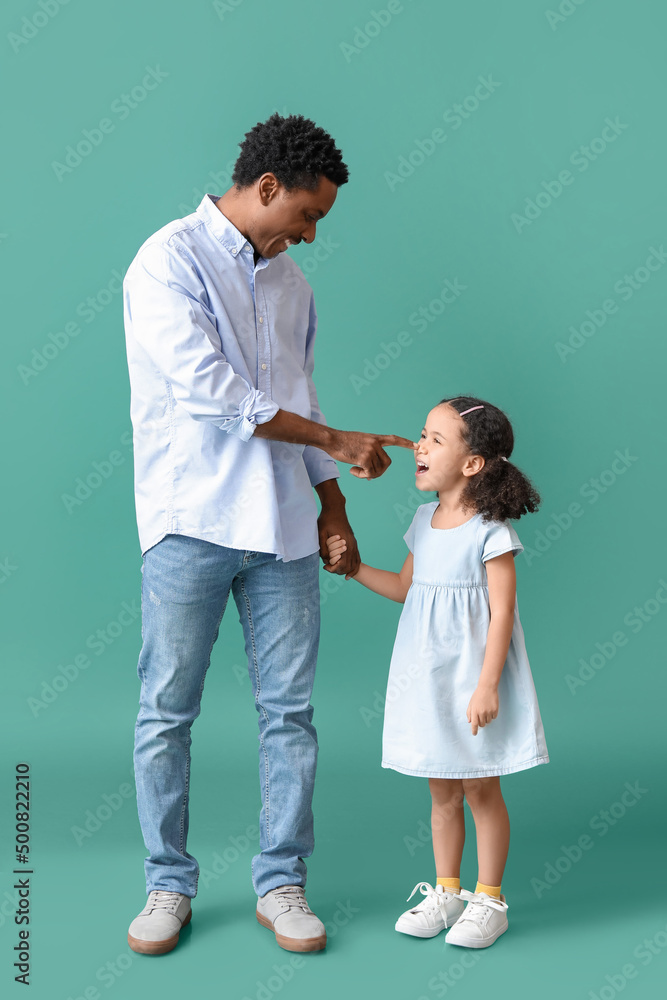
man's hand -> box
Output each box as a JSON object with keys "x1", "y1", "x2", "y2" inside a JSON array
[
  {"x1": 253, "y1": 409, "x2": 416, "y2": 480},
  {"x1": 314, "y1": 478, "x2": 360, "y2": 577},
  {"x1": 318, "y1": 515, "x2": 360, "y2": 577},
  {"x1": 326, "y1": 429, "x2": 417, "y2": 479}
]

============

• [Task brief] Would you restate the records above word for word and exclude the pictures?

• [Problem solution]
man's hand -> box
Output each box as a JSON object with keys "x1", "y1", "x2", "y2" inside a JSON array
[
  {"x1": 253, "y1": 409, "x2": 416, "y2": 480},
  {"x1": 314, "y1": 478, "x2": 360, "y2": 577},
  {"x1": 318, "y1": 515, "x2": 360, "y2": 577},
  {"x1": 326, "y1": 429, "x2": 417, "y2": 479}
]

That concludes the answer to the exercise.